**WHAT THIS TASK INVOLVES**. Repeat each record exactly. Any picture gets left out.
#####
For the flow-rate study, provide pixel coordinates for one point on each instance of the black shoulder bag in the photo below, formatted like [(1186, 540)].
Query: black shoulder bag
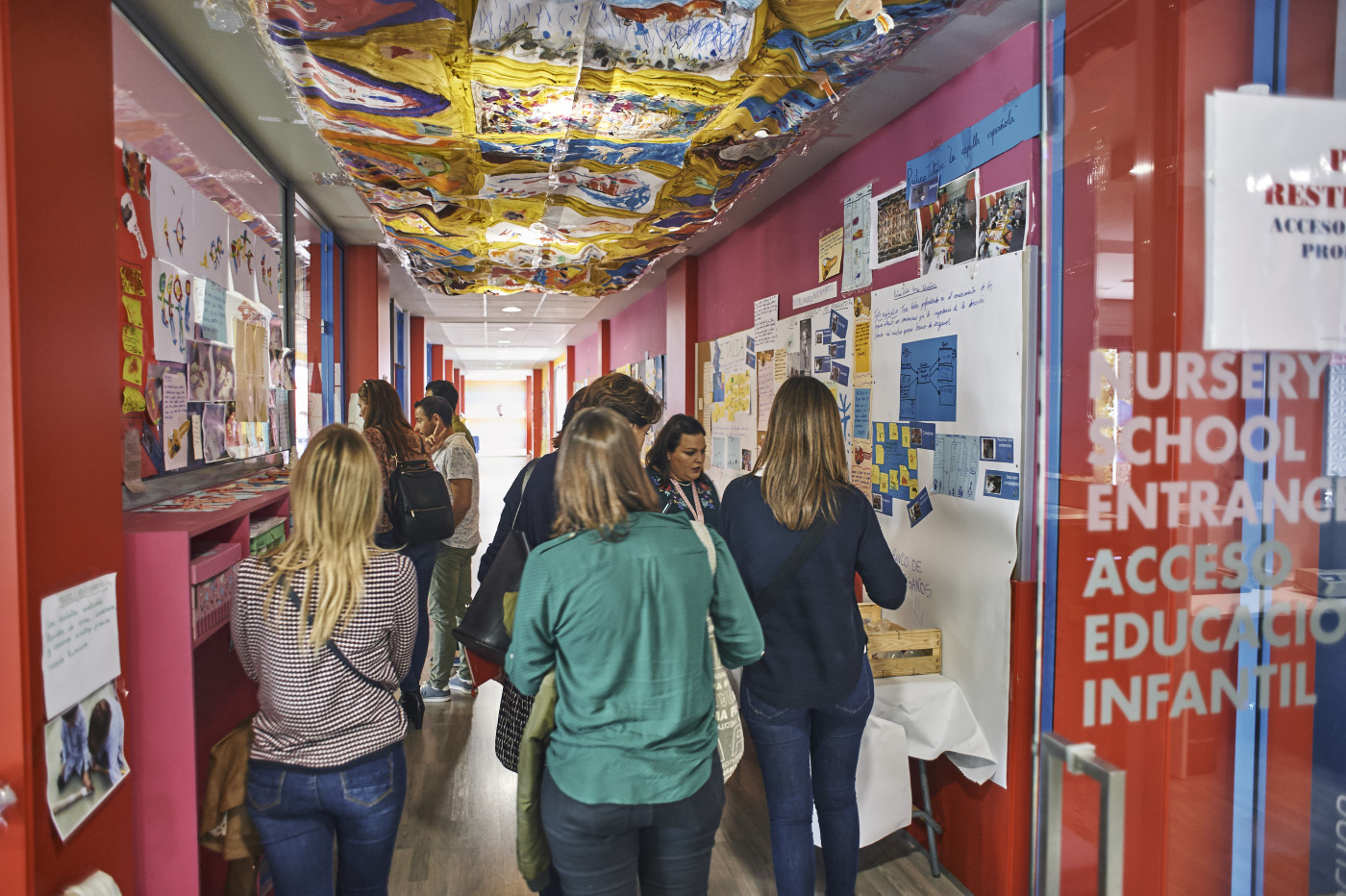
[(420, 508), (482, 629), (766, 598)]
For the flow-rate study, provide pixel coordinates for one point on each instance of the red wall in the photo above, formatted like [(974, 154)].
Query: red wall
#####
**ANSWER BELOW**.
For the flow-rate study, provide pixel coordinates for one point on each instance of the black shoulder bag in the photo below, formatted like [(1186, 540)].
Query: black shoulder bag
[(420, 508), (482, 629), (766, 598)]
For the flow-rate study, provide pixel coordinates for one point on each instance of the red wall in the photo above, formatted like [(974, 154)].
Query: red wall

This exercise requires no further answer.